Problems and tasks -
1. In the court opinion, what car did Shah and her son drive to New Brunswick?
2. Please write out the part of the court opinion starting at "MANJRI SHAH and SAMIR" and ending at "on the brief).".

Superior Court of New Jersey, Appellate Division

October 31, 2013

MANJRI SHAH and SAMIR SHAH, Plaintiffs-Appellants,
v.
BERENICE VALERIO-GOMEZ, REUBEN MARTINEZ, MARIA J. GOMEZ-PERALTA, GEICO INDEMNITY COMPANY, ROBERT WEISS, ROBERT WEISS PROPERTIES, THE GUARDIAN INSURANCE COMPANY, HEALTH NET OF NEW JERSEY, INC., THE RAWLINGS COMPANY, LLC (parties in interest) Being placed on notice of their right (if any) to intervene for purposes of Subrogation, Defendants, and TUSHAR SHAH, Plaintiff, and PHOENIX INSURANCE COMPANY, Defendant-Respondent.

NOT FOR PUBLICATION WITHOUT THE APPROVAL OF THE APPELLATE DIVISION

Argued: October 23, 2013

On appeal from the Superior Court of New Jersey, Law Division, Essex County, Docket No. L-9561-08.[1]

Anthony L. Coviello argued the cause for appellants.

James P. Lisovicz argued the cause for respondent (Coughlin Duffy LLP, attorneys; Mr. Lisovicz, of counsel and on the brief; Brooks H. Leonard, on the brief).

Before Judges Fuentes, Simonelli and Haas.

PER CURIAM

Plaintiffs Manjri Shah and her son appeal from the August 3, 2012 order of the Law Division granting defendant Phoenix Insurance Company's (Phoenix's) motion for summary judgment and dismissing plaintiffs' complaint in which they sought underinsured motorist (UIM) benefits under a contract of insurance Phoenix had issued to Shah's employer. We affirm.

The facts regarding the accident which led to plaintiffs' claim are essentially undisputed. On November 27, 2006, Shah and her son drove to New Brunswick in a 2001 Honda Accord that was owned by Shah's employer, Alliance Tire Company, Inc. (Alliance), and insured by Phoenix. Shah parked on the street, turned off the engine, and locked the doors of the car. She and her son then went to pick up food from a take-out restaurant located two blocks away.

Shah and her son were away from the car for approximately twenty to thirty minutes. They then began walking back to the car. As they were about "one to two car lengths" away from the car, they were "suddenly and without warning . . . struck from behind" by an automobile. Shah and her son were still on the sidewalk when they were struck and neither was in contact with the car. Shah testified at a deposition that she remembered activating the keyless remote to unlock the car's doors just prior to the accident, but it was unknown whether the doors were actually unlocked as a result.

Information supplied -
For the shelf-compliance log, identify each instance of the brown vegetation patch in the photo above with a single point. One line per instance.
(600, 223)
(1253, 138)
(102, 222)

Exercise answers -
1. A 2001 Honda Accord.

2.
MANJRI SHAH and SAMIR SHAH, Plaintiffs-Appellants,
v.
BERENICE VALERIO-GOMEZ, REUBEN MARTINEZ, MARIA J. GOMEZ-PERALTA, GEICO INDEMNITY COMPANY, ROBERT WEISS, ROBERT WEISS PROPERTIES, THE GUARDIAN INSURANCE COMPANY, HEALTH NET OF NEW JERSEY, INC., THE RAWLINGS COMPANY, LLC (parties in interest) Being placed on notice of their right (if any) to intervene for purposes of Subrogation, Defendants, and TUSHAR SHAH, Plaintiff, and PHOENIX INSURANCE COMPANY, Defendant-Respondent.

NOT FOR PUBLICATION WITHOUT THE APPROVAL OF THE APPELLATE DIVISION

Argued: October 23, 2013

On appeal from the Superior Court of New Jersey, Law Division, Essex County, Docket No. L-9561-08.[1]

Anthony L. Coviello argued the cause for appellants.

James P. Lisovicz argued the cause for respondent (Coughlin Duffy LLP, attorneys; Mr. Lisovicz, of counsel and on the brief; Brooks H. Leonard, on the brief).